───── Provided entries ─────

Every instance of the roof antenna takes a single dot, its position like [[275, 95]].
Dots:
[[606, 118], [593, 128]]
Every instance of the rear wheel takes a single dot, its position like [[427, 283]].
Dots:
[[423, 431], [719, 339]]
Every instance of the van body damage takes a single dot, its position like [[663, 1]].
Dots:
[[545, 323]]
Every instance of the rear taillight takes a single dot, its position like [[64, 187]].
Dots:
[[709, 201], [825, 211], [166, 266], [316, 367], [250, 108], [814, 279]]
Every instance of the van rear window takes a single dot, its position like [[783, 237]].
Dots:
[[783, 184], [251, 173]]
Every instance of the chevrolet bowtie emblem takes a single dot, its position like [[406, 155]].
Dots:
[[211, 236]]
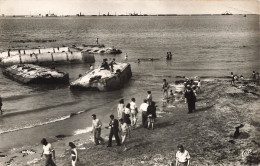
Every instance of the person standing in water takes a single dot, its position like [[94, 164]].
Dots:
[[165, 89], [74, 154], [1, 104], [133, 112], [114, 129], [96, 128], [48, 152], [124, 132]]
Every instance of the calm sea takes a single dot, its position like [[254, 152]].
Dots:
[[201, 46]]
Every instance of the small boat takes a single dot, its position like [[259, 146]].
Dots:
[[101, 79], [32, 74]]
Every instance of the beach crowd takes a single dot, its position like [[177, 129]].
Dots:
[[125, 122]]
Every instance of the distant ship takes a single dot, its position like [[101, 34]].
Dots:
[[227, 13], [51, 15]]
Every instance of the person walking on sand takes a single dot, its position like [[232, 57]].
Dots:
[[257, 78], [120, 109], [151, 112], [190, 98], [97, 40], [199, 86], [133, 112], [149, 97], [96, 129], [143, 108], [127, 117], [114, 129], [48, 152], [91, 67], [74, 153], [112, 64], [232, 78], [254, 75], [182, 157], [171, 97], [165, 88], [124, 132]]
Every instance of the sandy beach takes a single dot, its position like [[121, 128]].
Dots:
[[207, 133]]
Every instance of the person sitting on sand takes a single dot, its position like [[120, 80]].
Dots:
[[112, 63], [149, 97], [182, 157], [124, 130], [74, 154], [105, 64], [96, 129], [151, 114], [120, 109], [48, 152]]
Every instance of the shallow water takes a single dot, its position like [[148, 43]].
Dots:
[[201, 46]]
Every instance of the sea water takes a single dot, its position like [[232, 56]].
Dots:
[[201, 46]]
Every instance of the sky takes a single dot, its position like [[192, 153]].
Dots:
[[94, 7]]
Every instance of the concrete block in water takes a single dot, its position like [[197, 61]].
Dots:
[[104, 80], [49, 58], [32, 74]]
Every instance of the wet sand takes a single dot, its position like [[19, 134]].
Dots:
[[207, 133]]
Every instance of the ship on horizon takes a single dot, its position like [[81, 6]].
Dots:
[[226, 13]]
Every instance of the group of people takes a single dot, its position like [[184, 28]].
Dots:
[[191, 88], [255, 77], [49, 153], [120, 128]]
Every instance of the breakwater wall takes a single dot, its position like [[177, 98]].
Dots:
[[48, 58]]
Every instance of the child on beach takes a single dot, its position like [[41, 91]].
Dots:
[[165, 89], [133, 112], [120, 109], [149, 97], [48, 152], [124, 130], [198, 86], [127, 117], [151, 112], [74, 154], [171, 97], [1, 104]]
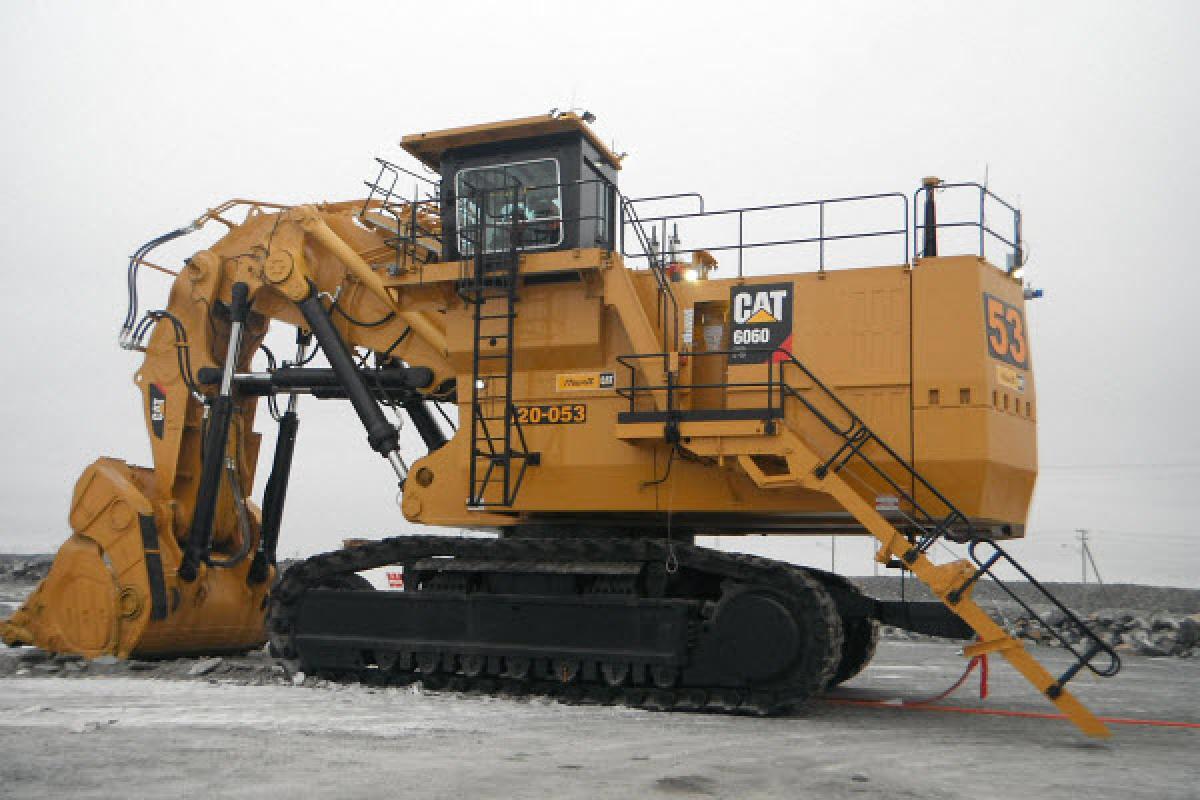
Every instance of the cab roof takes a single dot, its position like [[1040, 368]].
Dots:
[[429, 148]]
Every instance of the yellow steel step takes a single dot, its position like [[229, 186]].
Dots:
[[793, 464]]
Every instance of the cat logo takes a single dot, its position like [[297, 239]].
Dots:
[[762, 323], [761, 307], [157, 400]]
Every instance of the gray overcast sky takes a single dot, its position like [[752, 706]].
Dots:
[[123, 120]]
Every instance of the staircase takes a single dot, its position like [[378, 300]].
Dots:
[[775, 456], [499, 453]]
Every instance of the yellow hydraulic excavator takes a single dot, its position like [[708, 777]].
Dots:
[[612, 400]]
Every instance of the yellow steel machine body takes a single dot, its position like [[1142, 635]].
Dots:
[[631, 396]]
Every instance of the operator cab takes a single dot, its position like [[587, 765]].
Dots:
[[534, 184]]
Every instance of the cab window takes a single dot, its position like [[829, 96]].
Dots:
[[507, 205]]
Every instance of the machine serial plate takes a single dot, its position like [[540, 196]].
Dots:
[[558, 414]]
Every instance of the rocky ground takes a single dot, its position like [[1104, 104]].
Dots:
[[1145, 620], [238, 727]]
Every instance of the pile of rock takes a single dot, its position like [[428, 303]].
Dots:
[[1147, 635], [24, 569]]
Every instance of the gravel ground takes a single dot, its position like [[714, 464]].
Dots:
[[139, 734]]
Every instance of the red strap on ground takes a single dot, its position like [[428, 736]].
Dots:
[[1006, 713], [981, 661]]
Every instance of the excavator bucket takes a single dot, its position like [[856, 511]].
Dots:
[[113, 587]]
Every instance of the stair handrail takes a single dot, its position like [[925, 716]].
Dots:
[[857, 435]]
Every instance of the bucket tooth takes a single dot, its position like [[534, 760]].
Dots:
[[113, 587]]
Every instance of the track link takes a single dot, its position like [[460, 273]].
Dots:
[[796, 583]]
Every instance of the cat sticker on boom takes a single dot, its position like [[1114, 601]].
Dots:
[[762, 323]]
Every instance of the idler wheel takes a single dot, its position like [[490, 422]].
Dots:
[[760, 637], [615, 674]]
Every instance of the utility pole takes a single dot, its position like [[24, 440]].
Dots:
[[1083, 564]]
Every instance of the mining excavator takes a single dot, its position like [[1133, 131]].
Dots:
[[592, 397]]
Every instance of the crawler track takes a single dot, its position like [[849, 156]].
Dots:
[[803, 593]]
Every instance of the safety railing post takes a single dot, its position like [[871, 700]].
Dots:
[[821, 257]]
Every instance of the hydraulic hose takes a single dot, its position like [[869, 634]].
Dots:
[[244, 527], [131, 312]]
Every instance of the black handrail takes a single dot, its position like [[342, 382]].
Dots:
[[1081, 659], [981, 223], [856, 435], [741, 246]]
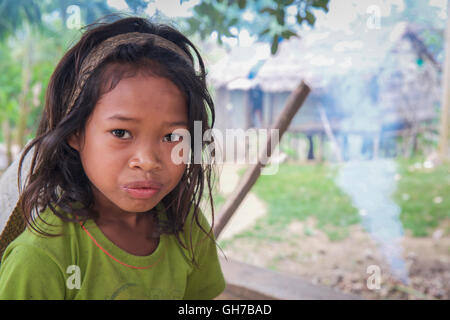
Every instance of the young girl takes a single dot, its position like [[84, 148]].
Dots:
[[110, 215]]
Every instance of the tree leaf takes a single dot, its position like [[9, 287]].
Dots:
[[310, 18]]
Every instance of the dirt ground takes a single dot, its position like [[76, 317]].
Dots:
[[346, 264]]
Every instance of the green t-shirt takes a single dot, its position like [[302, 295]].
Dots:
[[73, 266]]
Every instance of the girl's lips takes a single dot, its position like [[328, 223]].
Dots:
[[141, 193]]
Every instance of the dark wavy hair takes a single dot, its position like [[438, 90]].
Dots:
[[56, 175]]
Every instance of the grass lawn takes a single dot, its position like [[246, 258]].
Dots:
[[297, 192]]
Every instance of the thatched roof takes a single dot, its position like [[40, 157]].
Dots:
[[319, 58]]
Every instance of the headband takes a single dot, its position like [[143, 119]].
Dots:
[[105, 48]]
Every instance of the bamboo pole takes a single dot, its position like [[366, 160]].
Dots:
[[295, 101]]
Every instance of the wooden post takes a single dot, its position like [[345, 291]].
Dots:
[[445, 115], [295, 101]]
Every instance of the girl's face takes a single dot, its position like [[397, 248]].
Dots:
[[128, 139]]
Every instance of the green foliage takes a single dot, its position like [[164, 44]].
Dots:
[[14, 13], [269, 22]]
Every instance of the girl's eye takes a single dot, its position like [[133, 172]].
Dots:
[[174, 136], [119, 133]]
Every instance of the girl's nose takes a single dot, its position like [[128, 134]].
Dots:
[[146, 159]]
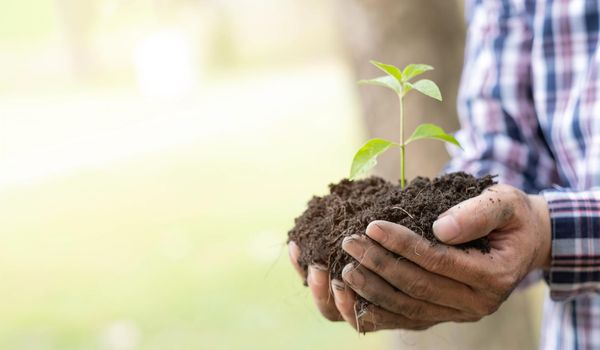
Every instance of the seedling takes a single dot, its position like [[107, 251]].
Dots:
[[399, 81]]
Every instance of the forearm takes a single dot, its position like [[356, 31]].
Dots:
[[574, 267]]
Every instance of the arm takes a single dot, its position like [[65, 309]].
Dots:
[[500, 132], [575, 263]]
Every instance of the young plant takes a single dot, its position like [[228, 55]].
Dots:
[[399, 81]]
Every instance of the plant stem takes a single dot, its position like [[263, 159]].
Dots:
[[402, 146]]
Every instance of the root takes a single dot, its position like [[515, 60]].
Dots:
[[405, 212]]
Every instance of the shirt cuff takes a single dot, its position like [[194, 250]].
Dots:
[[575, 262]]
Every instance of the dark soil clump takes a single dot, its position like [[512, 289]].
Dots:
[[352, 205]]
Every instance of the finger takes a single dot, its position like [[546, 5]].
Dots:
[[379, 292], [374, 318], [345, 301], [477, 217], [370, 319], [294, 252], [438, 258], [318, 281], [407, 277]]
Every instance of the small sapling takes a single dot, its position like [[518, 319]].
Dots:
[[400, 82]]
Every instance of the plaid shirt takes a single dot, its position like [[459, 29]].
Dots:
[[530, 111]]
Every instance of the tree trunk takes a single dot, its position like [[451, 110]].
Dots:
[[432, 32]]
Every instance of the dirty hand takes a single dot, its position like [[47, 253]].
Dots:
[[336, 301], [431, 284]]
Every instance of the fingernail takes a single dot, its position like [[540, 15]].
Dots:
[[376, 232], [446, 229], [351, 245], [353, 276], [320, 267], [314, 276], [338, 285]]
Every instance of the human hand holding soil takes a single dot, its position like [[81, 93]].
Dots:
[[423, 284]]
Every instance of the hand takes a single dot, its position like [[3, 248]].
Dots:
[[429, 284], [337, 302]]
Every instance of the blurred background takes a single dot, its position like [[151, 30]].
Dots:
[[153, 156]]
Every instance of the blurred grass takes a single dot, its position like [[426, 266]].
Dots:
[[185, 246]]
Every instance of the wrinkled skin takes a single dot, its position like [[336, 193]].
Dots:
[[412, 284]]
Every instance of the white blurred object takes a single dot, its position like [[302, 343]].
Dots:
[[121, 335], [165, 64]]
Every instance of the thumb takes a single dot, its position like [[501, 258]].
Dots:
[[475, 217]]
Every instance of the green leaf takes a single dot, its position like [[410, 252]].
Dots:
[[366, 157], [431, 131], [427, 87], [386, 81], [412, 70], [389, 69]]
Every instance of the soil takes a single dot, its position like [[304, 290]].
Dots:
[[352, 205]]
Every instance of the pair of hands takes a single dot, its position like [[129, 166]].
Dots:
[[439, 283]]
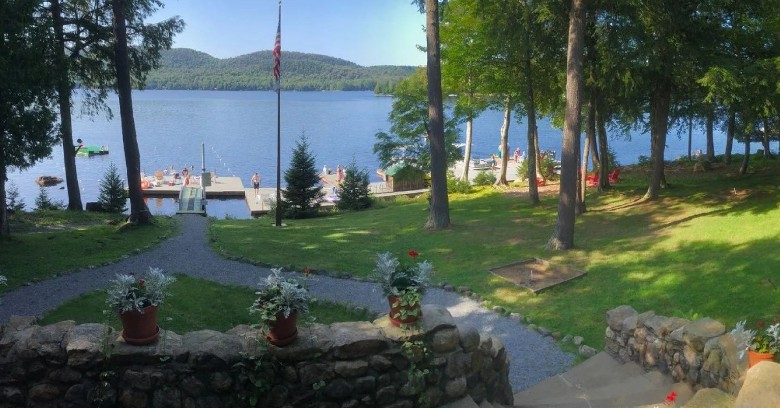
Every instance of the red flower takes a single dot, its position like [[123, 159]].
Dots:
[[671, 396]]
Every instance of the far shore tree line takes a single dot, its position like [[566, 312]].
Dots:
[[588, 65]]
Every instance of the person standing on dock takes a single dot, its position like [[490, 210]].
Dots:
[[256, 183]]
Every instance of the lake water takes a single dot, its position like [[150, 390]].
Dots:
[[238, 130]]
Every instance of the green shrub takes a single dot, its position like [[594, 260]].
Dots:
[[456, 185], [113, 196], [43, 202], [354, 189], [12, 199], [301, 197], [484, 178]]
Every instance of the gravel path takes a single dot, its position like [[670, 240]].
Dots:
[[533, 356]]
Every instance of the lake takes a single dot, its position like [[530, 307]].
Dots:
[[238, 130]]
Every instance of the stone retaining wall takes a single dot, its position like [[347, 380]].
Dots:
[[340, 365], [699, 352]]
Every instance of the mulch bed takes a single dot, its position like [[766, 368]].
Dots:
[[536, 274]]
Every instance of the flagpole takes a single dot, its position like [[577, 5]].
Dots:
[[277, 74]]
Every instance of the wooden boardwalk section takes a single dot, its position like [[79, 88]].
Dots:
[[192, 201]]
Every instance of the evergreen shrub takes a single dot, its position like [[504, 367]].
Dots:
[[113, 197], [301, 198], [353, 193]]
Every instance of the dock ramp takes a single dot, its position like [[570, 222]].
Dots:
[[192, 200]]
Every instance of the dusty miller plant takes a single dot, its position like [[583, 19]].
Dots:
[[279, 295], [127, 293]]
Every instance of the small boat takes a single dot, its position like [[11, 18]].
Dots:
[[46, 181], [89, 151]]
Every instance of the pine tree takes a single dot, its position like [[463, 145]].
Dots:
[[354, 189], [301, 198], [113, 197]]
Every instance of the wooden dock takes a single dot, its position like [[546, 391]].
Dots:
[[220, 187], [192, 201], [233, 187]]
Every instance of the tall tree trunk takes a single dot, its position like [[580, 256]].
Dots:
[[590, 135], [503, 145], [765, 140], [582, 180], [601, 124], [66, 127], [5, 229], [563, 236], [730, 135], [690, 136], [532, 153], [439, 216], [710, 134], [659, 122], [139, 213], [467, 152], [746, 159]]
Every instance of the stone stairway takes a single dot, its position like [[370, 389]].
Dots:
[[599, 382], [602, 381]]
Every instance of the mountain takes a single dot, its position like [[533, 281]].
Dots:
[[184, 68]]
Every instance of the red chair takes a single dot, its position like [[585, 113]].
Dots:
[[614, 177], [592, 180]]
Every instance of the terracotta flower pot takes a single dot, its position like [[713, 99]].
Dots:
[[140, 328], [754, 357], [284, 330], [397, 315]]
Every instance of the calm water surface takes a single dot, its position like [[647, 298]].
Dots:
[[238, 130]]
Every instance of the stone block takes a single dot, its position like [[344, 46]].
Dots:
[[469, 338], [351, 368], [357, 339], [445, 340], [698, 332], [616, 316], [436, 318]]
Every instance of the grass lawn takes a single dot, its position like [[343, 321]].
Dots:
[[708, 247], [195, 304], [44, 244]]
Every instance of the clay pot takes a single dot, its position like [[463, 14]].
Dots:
[[140, 328], [397, 318], [284, 330]]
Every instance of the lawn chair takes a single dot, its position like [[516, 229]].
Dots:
[[614, 177], [593, 179]]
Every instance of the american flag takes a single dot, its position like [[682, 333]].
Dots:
[[278, 49]]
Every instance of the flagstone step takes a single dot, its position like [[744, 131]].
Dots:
[[601, 381]]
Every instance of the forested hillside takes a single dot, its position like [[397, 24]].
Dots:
[[183, 68]]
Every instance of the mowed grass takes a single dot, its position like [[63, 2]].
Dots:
[[194, 304], [708, 247], [48, 243]]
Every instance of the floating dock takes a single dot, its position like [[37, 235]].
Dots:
[[192, 200], [167, 186]]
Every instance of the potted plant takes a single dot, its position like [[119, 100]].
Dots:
[[136, 301], [760, 344], [404, 285], [278, 304]]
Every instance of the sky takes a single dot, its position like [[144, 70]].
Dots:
[[366, 32]]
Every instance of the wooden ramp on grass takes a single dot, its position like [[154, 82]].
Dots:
[[192, 201]]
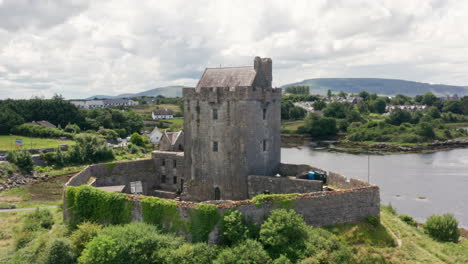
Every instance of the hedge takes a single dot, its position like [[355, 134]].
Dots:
[[87, 203]]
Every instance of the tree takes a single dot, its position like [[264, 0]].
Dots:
[[233, 228], [137, 139], [342, 94], [433, 112], [22, 159], [298, 89], [425, 130], [248, 252], [398, 117], [284, 233], [319, 105], [337, 110], [455, 107], [443, 227], [378, 105], [364, 95], [318, 126], [429, 99]]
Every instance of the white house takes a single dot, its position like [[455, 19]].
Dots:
[[162, 114], [155, 135]]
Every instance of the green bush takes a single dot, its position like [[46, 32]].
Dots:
[[248, 252], [162, 213], [22, 159], [40, 218], [203, 220], [233, 228], [137, 139], [40, 131], [200, 253], [136, 243], [373, 220], [84, 233], [284, 232], [59, 252], [443, 227], [408, 219], [91, 204], [324, 247]]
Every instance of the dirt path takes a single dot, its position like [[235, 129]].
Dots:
[[25, 209]]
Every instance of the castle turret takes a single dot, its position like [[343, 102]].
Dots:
[[232, 130]]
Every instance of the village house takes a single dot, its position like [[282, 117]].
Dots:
[[162, 114]]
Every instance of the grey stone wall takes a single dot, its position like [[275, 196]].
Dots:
[[120, 173], [170, 166], [263, 184], [239, 132]]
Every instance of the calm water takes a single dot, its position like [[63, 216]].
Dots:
[[416, 184]]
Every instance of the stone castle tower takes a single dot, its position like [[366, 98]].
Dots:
[[232, 130]]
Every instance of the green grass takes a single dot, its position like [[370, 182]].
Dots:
[[37, 194], [416, 246], [145, 110], [8, 142], [290, 127]]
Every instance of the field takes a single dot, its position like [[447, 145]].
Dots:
[[8, 142], [146, 110]]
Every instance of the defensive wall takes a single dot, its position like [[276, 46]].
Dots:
[[350, 200]]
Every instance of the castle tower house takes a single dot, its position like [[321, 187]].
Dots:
[[232, 130]]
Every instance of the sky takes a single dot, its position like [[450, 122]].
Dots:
[[80, 48]]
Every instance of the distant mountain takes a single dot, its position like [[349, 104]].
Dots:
[[379, 86], [168, 91]]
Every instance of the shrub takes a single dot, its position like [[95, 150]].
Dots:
[[72, 128], [200, 253], [233, 228], [137, 139], [135, 243], [40, 218], [325, 247], [85, 232], [59, 252], [91, 204], [373, 220], [442, 227], [284, 232], [202, 221], [22, 159], [249, 252], [408, 219]]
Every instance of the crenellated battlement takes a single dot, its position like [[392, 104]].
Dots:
[[220, 94]]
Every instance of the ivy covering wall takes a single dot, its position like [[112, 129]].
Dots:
[[86, 203]]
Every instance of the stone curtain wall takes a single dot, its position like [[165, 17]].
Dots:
[[263, 184], [121, 173]]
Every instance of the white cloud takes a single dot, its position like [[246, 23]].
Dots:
[[80, 48]]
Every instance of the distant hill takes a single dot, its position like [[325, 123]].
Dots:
[[379, 86], [168, 91]]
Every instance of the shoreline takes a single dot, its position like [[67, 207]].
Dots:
[[340, 145]]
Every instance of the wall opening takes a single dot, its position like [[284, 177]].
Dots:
[[217, 194]]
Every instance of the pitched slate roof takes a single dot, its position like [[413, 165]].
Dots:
[[164, 111], [227, 77]]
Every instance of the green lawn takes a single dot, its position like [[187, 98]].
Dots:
[[8, 142]]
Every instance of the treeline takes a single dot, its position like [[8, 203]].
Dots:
[[363, 122], [298, 89], [61, 113]]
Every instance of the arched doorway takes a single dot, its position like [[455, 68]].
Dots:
[[217, 193]]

─────

*Exercise*. In the records above, starting at the line with "Every instance of the calm water surface" and running through the line with "[[87, 203]]", swap "Dots" for "Points" and rewrite only those lines, with nothing else changed and the picture lines left out.

*Worked answer*.
Every instance of the calm water surface takes a single dot, its position like [[647, 298]].
Points:
[[238, 130]]
Every instance of the stone block takes a single dot, its position like [[344, 46]].
Points:
[[469, 338], [351, 368], [357, 339], [445, 340], [698, 332], [616, 316], [436, 318]]
Every instance of the grass lawn takes a single dot, its position like [[343, 321]].
Points:
[[708, 247], [195, 304], [44, 244]]
Every instance of the clay pot takes a single dot, its position like [[463, 14]].
Points:
[[140, 328], [397, 318], [284, 330]]
Every instance of the lawn chair takes a single dot, its position like [[516, 229]].
Points:
[[614, 177], [593, 179]]
Every instance of the american flag takes a single dot, its position like [[682, 333]].
Points:
[[278, 49]]
Every instance of the flagstone step takes a single dot, its position like [[744, 131]].
Points:
[[601, 381]]
Every instance of the forested hillside takes a single dot, its position like [[397, 24]].
Points:
[[183, 68]]
Every instance of the mowed grass takes a single dot, its position like [[63, 2]].
Points:
[[194, 304], [708, 247], [48, 243]]
Every instance of the floating dock takes a single dot, its position like [[37, 235]].
Points:
[[192, 200], [167, 186]]
Every instance of the potted plant takes a single dot, its position like [[119, 100]].
Points:
[[136, 301], [760, 344], [404, 285], [278, 304]]
Every instance of the sky takes a single dot, its position like [[144, 70]].
Points:
[[366, 32]]
Every instance of the wooden ramp on grass takes a single dot, its position like [[154, 82]].
Points:
[[192, 201]]
Every instance of the hedge takes a single dot, its position like [[355, 134]].
Points:
[[87, 203]]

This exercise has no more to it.